------ PAGE EXCERPT

Can we load zip archives with data_block?

NicWick · July 17, 2019, 3:39am

Hey guys, greenhorn here.

I am trying to use the datablock API for a Kaggle competition. It seems to me that many kaggle datasets have the images archived in zip folders.

It would be extremely convenient if I could use the API with these archives something like…

data = (ImageList.from_csv(PATH, 'train.csv', folder='images.zip', suffix='.png')
        .split_by_folder(train='train_images.zip', valid='valid_images.zip')
        .label_from_df()
        .transform(size=224)
        .databunch())

This gives me a basic error which I interpret to mean I am not loading anything successfully.
IndexError: index 0 is out of bounds for axis 0 with size 0

Is there a method for loading zip archives into the data_block? Or should I unzip them with some other method, and load them into the data_block in some other way.

muellerzr · July 17, 2019, 3:50am

Interesting thought. Currently I don’t believe we can, but I’m sure a modification could get it working. Here’s some ideas:

NicWick · July 17, 2019, 3:54am

Thank you for the resource Zachary!

------------
------ DATA SUPPLIED

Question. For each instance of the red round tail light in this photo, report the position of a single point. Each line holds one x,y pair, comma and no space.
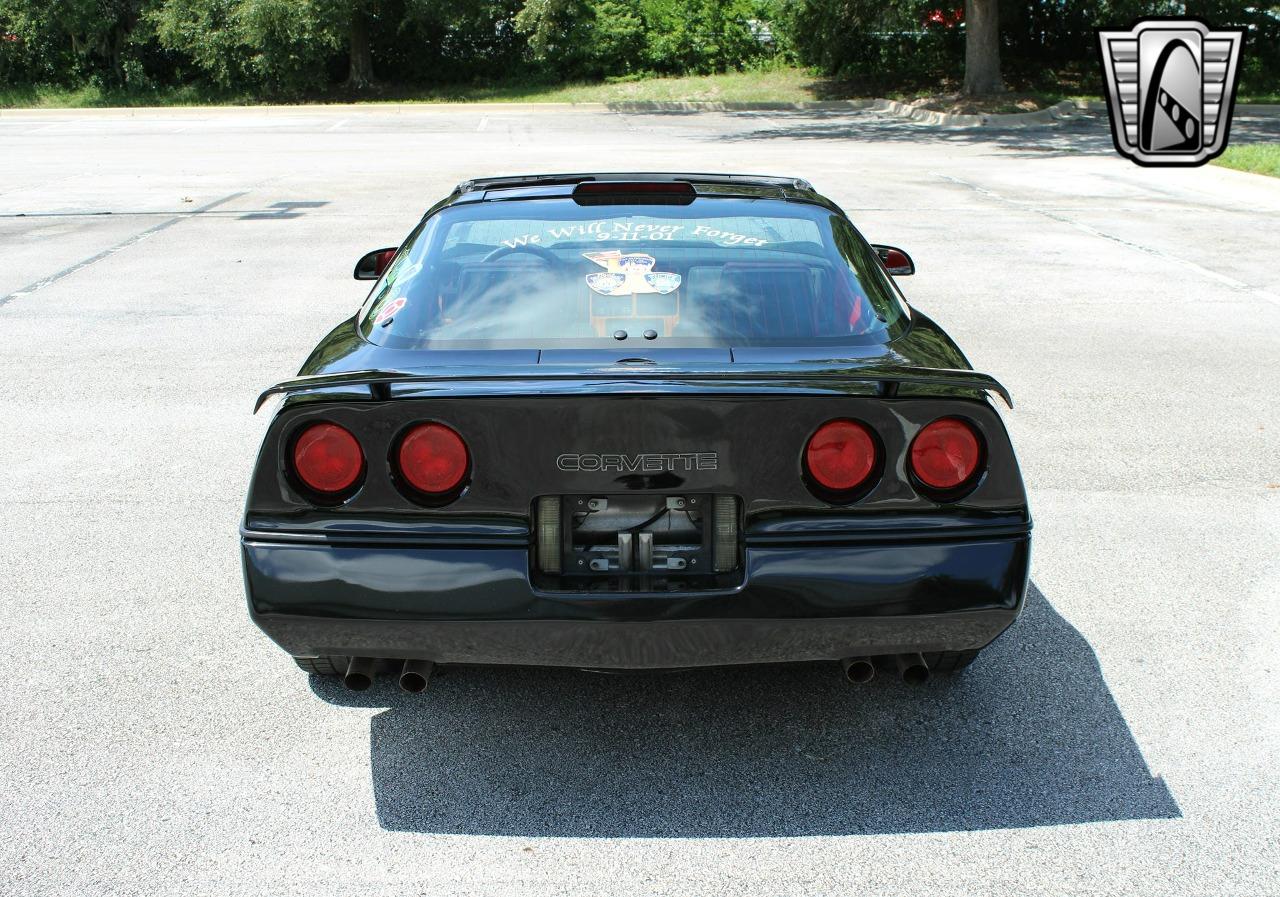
433,458
841,456
946,453
327,458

------------

→ SET TASKS:
a) Decide whether each statement agrees with the forum thread on loading zip archives with data_block: (i) the first poster says they are new, (ii) muellerzr believes zip archives can already be loaded with the API, (iii) the posted code resizes images to 224. Answer yes or no for each, and quote the deciding words.
b) Pick up the forum thread on loading zip archives with data_block after its last post and continue it.
These records are separate material and have no connection to the forum thread above.

→ REPLIES:
a)
(i) Yes: "greenhorn here."
(ii) No: "Currently I don’t believe we can"
(iii) Yes: ".transform(size=224)"

b)
I realized my error was coming from elsewhere in that code, I made the mistake of conflating my testing and validation set.

As it turns out, Kaggle will handle loading the zip archives as folders. My code runs when I rename train_images.zip to train_images

Sweet!

muellerzr · July 17, 2019, 3:55am

Interesting. So you were able to do it after extracting the zip? Or without extraction

NicWick · July 17, 2019, 3:56am

Without. My Kaggle workspace lists the data as zip archives, but it appears to serve them to the notebook as regular folders.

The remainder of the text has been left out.